BEGIN Dataset content

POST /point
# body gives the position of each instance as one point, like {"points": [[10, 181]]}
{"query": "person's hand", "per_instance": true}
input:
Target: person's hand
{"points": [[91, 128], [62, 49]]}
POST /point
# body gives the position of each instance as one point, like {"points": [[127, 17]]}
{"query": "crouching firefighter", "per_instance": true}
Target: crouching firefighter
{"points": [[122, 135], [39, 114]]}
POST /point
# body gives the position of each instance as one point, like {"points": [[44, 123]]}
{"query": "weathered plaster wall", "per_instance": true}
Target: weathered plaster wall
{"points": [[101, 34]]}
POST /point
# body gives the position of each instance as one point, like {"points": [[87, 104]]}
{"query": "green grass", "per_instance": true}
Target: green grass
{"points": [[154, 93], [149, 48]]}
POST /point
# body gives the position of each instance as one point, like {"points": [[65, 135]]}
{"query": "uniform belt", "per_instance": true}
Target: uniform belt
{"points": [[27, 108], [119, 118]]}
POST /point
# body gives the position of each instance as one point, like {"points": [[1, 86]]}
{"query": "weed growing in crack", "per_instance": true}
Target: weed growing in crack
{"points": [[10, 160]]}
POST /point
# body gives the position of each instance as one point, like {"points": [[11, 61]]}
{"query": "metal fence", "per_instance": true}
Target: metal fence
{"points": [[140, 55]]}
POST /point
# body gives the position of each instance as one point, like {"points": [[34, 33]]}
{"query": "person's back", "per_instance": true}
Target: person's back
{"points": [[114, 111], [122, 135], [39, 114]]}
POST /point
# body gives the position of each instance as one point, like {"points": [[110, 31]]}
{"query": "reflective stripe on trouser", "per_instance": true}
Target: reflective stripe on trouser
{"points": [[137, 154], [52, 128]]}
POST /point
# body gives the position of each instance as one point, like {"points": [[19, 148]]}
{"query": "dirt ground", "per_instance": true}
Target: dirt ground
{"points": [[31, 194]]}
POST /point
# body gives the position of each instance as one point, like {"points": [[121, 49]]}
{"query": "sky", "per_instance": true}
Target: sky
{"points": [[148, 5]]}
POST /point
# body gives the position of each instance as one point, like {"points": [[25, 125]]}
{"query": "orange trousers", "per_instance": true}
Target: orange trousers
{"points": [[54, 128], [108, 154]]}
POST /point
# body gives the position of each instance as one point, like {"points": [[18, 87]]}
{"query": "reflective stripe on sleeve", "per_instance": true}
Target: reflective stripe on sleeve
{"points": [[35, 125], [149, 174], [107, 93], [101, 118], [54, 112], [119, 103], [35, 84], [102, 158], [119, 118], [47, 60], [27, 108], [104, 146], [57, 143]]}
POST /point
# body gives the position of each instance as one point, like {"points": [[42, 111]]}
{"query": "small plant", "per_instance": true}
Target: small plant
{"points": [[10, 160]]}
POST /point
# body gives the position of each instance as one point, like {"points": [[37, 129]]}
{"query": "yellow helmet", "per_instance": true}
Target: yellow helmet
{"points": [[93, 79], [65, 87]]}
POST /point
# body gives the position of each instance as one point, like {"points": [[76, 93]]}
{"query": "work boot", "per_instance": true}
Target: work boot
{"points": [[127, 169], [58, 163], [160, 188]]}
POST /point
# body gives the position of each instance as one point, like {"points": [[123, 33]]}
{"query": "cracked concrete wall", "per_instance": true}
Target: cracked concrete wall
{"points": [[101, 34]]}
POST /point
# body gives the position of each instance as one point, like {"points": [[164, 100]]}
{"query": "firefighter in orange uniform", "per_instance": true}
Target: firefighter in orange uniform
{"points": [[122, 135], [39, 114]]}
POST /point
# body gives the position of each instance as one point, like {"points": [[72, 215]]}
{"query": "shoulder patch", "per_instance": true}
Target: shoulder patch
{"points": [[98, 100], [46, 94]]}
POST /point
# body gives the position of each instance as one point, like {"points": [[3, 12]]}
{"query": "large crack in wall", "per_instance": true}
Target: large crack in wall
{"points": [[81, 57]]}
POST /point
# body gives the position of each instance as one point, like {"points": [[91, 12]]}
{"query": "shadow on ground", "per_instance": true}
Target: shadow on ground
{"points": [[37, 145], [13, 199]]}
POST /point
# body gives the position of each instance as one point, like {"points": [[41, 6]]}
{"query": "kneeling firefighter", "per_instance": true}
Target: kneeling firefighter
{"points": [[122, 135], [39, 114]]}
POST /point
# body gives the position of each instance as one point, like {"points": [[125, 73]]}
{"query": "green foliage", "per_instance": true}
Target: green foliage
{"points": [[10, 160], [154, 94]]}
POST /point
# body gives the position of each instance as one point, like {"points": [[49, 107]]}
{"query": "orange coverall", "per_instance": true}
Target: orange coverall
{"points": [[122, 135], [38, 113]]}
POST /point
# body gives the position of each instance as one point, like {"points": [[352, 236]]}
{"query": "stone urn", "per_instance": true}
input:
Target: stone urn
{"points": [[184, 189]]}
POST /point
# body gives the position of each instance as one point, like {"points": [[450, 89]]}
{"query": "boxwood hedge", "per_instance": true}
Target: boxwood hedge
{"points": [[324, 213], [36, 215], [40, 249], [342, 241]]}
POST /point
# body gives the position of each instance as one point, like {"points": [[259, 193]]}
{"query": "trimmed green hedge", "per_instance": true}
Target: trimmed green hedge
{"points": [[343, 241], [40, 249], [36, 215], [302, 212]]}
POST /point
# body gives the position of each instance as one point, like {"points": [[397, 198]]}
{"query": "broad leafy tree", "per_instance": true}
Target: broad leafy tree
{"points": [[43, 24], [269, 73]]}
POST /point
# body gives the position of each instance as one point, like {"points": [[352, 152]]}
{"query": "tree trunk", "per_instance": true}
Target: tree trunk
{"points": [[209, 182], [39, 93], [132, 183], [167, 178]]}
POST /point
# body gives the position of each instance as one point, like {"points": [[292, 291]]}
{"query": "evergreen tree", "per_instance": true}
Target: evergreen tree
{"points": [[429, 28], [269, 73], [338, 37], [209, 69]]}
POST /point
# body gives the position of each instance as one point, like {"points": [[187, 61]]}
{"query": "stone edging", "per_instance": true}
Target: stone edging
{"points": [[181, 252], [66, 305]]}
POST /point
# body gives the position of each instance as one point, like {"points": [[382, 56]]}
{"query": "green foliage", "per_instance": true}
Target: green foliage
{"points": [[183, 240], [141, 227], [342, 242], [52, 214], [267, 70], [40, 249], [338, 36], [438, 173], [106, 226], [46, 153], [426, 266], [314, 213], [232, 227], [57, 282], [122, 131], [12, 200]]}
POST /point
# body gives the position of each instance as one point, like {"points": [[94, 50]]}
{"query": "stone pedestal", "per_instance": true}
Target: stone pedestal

END Dataset content

> Task item: Every line of the listing that holds the word "pedestal" should be counted. Please give that number only.

> Result: 2